* Set problem
Reproduce the entries below, switching "green" to "verdant" wherever it occurs and keeping everything else unchanged.

* Input data
• • • • •

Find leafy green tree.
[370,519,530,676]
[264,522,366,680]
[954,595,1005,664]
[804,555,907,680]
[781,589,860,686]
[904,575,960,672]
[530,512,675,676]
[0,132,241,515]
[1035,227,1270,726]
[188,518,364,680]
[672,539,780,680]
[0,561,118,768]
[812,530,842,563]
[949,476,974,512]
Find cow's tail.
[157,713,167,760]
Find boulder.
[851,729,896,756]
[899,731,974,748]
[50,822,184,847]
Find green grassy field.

• • • • •

* Worked answer
Find leafy verdant tree.
[370,519,530,676]
[264,522,366,680]
[954,595,1005,664]
[804,555,907,680]
[781,589,860,686]
[904,575,960,672]
[530,512,675,676]
[0,132,241,515]
[1035,227,1270,726]
[188,518,364,680]
[672,539,780,680]
[0,561,118,768]
[812,530,842,563]
[949,476,974,512]
Find cow's tail.
[157,713,167,760]
Find boulder.
[851,729,896,756]
[899,731,974,748]
[50,822,184,847]
Find verdant grassy field.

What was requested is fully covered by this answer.